__Your instructions__
Can you render every line in the rows below as a JSON list of strings, one string per line, with blank lines dropped and the pictures left out?

[Begin Entries supplied]

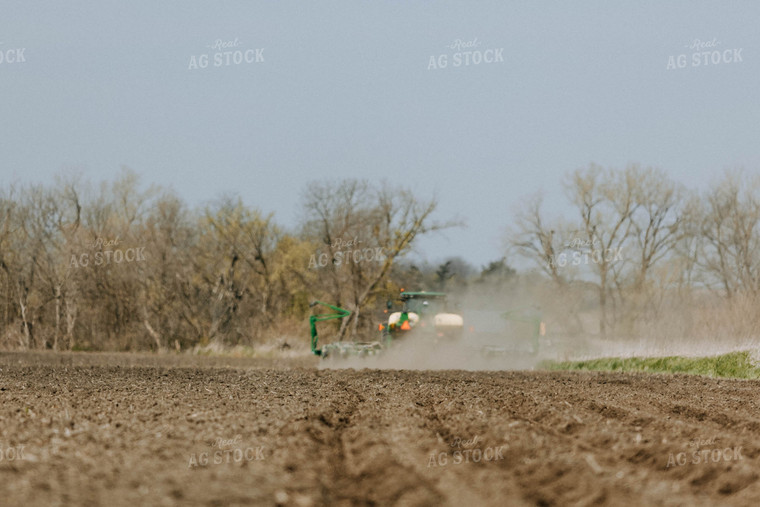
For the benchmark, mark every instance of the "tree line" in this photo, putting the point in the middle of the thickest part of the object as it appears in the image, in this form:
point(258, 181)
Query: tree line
point(115, 266)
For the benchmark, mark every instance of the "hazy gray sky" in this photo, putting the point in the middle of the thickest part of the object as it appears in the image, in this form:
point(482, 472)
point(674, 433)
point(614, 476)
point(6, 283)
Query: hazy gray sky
point(346, 89)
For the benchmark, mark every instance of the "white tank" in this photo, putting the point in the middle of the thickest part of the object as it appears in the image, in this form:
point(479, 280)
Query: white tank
point(448, 320)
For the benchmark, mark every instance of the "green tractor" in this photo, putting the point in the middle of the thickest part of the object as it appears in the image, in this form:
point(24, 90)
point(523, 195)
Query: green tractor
point(423, 314)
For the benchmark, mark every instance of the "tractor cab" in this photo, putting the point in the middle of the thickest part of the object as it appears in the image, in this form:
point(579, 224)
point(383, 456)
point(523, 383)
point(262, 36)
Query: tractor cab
point(424, 313)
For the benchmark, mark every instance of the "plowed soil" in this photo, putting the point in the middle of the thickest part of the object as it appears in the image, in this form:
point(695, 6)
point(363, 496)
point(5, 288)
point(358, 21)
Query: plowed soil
point(97, 429)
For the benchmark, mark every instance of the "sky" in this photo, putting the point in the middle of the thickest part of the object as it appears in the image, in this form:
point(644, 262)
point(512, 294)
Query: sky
point(326, 90)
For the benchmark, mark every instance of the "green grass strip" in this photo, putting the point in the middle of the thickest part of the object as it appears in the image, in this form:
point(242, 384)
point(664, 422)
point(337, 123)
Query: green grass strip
point(734, 365)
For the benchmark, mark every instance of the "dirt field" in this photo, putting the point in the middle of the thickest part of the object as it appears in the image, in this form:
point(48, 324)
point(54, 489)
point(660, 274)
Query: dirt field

[End Entries supplied]

__Response to the exercise__
[
  "For the benchmark, mark every instance of the \"tree line\" in this photo, putting the point in the middle of the thickest part of the object as it appears in the image, in this form:",
  "point(258, 181)",
  "Query: tree line",
  "point(115, 266)",
  "For the benchmark, mark every instance of the \"hazy gray sky\" in this photo, putting the point in the middle of the thickest part of the object as it appears in the image, in this form:",
  "point(482, 472)",
  "point(674, 433)",
  "point(614, 476)",
  "point(6, 283)",
  "Query: hazy gray sky",
  "point(346, 89)",
  "For the benchmark, mark every instance of the \"white tank\" in this photo, putting the point in the middle of the thickest part of the object as it appears in the image, in this form:",
  "point(479, 280)",
  "Query: white tank",
  "point(448, 320)",
  "For the benchmark, mark every instance of the \"green tractor\" in this photo, putting the point in the middle of the thickest part of the object as it appears in the image, in this form:",
  "point(24, 90)",
  "point(523, 195)",
  "Query: green tractor",
  "point(423, 314)",
  "For the benchmark, mark every instance of the \"tractor cab\" in this photo, putting the point in the middle of the thickest part of the object as it appears in the image, in this form:",
  "point(579, 224)",
  "point(383, 456)",
  "point(523, 383)",
  "point(262, 36)",
  "Query: tractor cab",
  "point(424, 313)",
  "For the benchmark, mark every instance of the \"plowed soil\" in this photo, putting the point in the middle of the thickest part of the object as it appears in the image, in this form:",
  "point(695, 6)",
  "point(363, 496)",
  "point(5, 288)",
  "point(358, 21)",
  "Query: plowed soil",
  "point(97, 429)",
  "For the benchmark, mark every instance of the \"sky\" in this photo, putting the point in the middle of the thickest part of the object as it appears in the image, in this form:",
  "point(644, 262)",
  "point(512, 294)",
  "Query: sky",
  "point(326, 90)",
  "For the benchmark, mark every instance of the \"green grass strip\" in this photo, putting the point in the middle of the thickest part of the object as it appears in the image, in this form:",
  "point(242, 384)",
  "point(664, 422)",
  "point(337, 123)",
  "Query: green grass strip",
  "point(734, 365)",
  "For the benchmark, mark every instance of the \"dirt field\" in this photo, putting the point in the middle of the thickest part of the object as it appears in the image, in this form:",
  "point(48, 324)",
  "point(54, 489)",
  "point(660, 274)",
  "Query: dirt field"
]